_Task prompt_. Rewrite all the lines below, changing every "marker" to "dot" and keeping everything else the same. Leave the pictures out.

>> BEGIN Extracted entries

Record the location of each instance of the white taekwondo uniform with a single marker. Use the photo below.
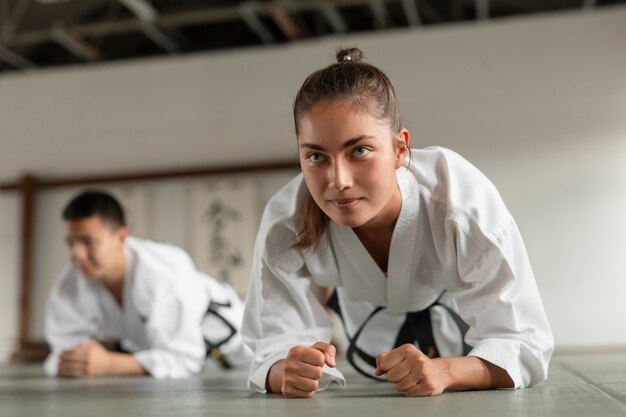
(164, 320)
(454, 242)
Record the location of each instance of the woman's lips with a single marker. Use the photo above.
(345, 203)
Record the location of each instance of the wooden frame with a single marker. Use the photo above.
(33, 350)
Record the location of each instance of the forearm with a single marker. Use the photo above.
(124, 364)
(275, 377)
(473, 373)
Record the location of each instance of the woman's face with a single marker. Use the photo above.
(349, 160)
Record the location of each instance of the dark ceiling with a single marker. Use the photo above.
(42, 33)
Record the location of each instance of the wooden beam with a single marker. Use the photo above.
(153, 175)
(36, 350)
(27, 189)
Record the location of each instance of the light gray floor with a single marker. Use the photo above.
(589, 385)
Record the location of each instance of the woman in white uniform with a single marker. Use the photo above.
(432, 279)
(165, 317)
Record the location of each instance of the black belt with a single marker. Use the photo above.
(212, 349)
(416, 327)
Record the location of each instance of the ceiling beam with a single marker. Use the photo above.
(147, 16)
(248, 13)
(482, 9)
(411, 12)
(332, 15)
(286, 23)
(14, 59)
(75, 44)
(15, 17)
(589, 4)
(379, 13)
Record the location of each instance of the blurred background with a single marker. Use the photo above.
(182, 109)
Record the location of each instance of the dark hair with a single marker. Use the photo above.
(363, 85)
(95, 203)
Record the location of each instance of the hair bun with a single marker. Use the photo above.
(349, 54)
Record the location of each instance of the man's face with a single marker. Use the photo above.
(95, 247)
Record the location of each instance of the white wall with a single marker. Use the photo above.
(537, 104)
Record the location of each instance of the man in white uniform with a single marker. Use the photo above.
(164, 316)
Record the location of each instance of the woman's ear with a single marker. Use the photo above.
(403, 139)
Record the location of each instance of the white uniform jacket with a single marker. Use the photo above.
(163, 321)
(454, 241)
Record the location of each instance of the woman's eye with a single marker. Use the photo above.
(315, 157)
(361, 151)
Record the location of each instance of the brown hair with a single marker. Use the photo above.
(363, 85)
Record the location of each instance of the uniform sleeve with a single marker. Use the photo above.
(66, 323)
(281, 312)
(501, 304)
(174, 331)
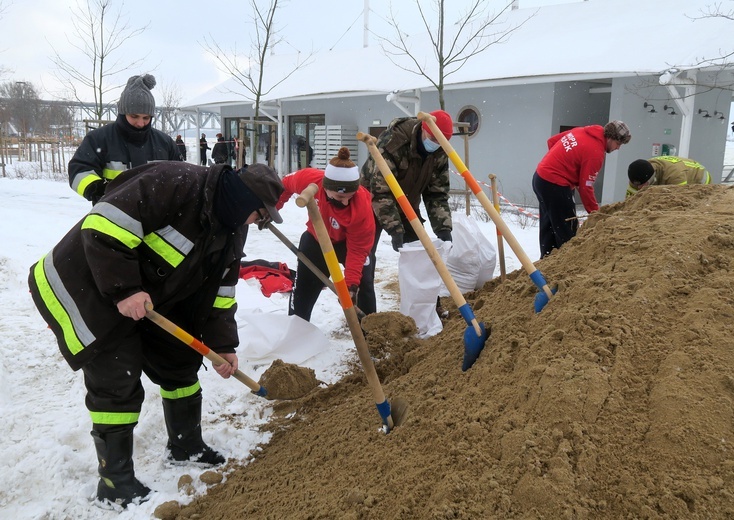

>> END Extracted entries

_Finished exercise_.
Record the location of each instance of the white taekwondo uniform with a single dot. Use the photo below.
(164, 320)
(454, 242)
Record the location of each instance of the woman's lips with a single dot. Use the photo above.
(345, 203)
Record the location of each instance of the wooden frame with a single dot. Use the photo above.
(33, 350)
Record the location of each instance of the forearm with a single dot. Use the photo above.
(124, 364)
(275, 377)
(473, 373)
Record the location of each instance of the woman's face with a single dot. Use the photo above.
(349, 160)
Record the location of each instance of the dark ceiling with a single dot. Use the photo above.
(42, 33)
Record the location of each instance of the wooden beam with a single dot. Use the photo above.
(153, 175)
(36, 350)
(27, 189)
Record the location of each instance of the light gray floor with a single dot. Use the photo above.
(589, 385)
Record the location of each instance of the woman in white uniform with a single dot. Use the photo above.
(432, 279)
(165, 317)
Record the location of each instance of the black belt with a single dot. Use the photo above.
(212, 349)
(416, 327)
Record the location of each instance of the ceiling beam with a single dot. Use the photo above.
(147, 16)
(248, 13)
(482, 9)
(411, 12)
(332, 15)
(286, 23)
(14, 59)
(75, 44)
(15, 17)
(589, 4)
(379, 13)
Record the location of each instance of the blurred background with a single dot. Use the photo above.
(182, 109)
Record the location of each instance of the dark hair with a single dot. Use the photo above.
(363, 85)
(95, 203)
Record the location of each instance of the hair bun with a single dot. Use the photo above.
(349, 54)
Record the location of each instance of the man's face with a single dot. Use the photo above.
(95, 247)
Record the location of each instance of the white wall with a single dot. Use the photo above.
(537, 104)
Record the location of each instance of the man in white uniform with a single dot. Use the photo above.
(164, 316)
Record the location of each instance of the woman's ear with a single dot. Use the photo above.
(403, 139)
Record the location of each instance of the white uniform jacket with a single dot. Use the photo above.
(163, 321)
(454, 241)
Record the location of each instance of the woman's eye with a single dot. Use the photo above.
(315, 157)
(361, 151)
Record the location of each instance of the brown hair with a single dot. Use the photo above.
(363, 85)
Record the location of each instance of the uniform sleeve with a single dot. Use the photo above.
(66, 323)
(281, 312)
(501, 304)
(174, 331)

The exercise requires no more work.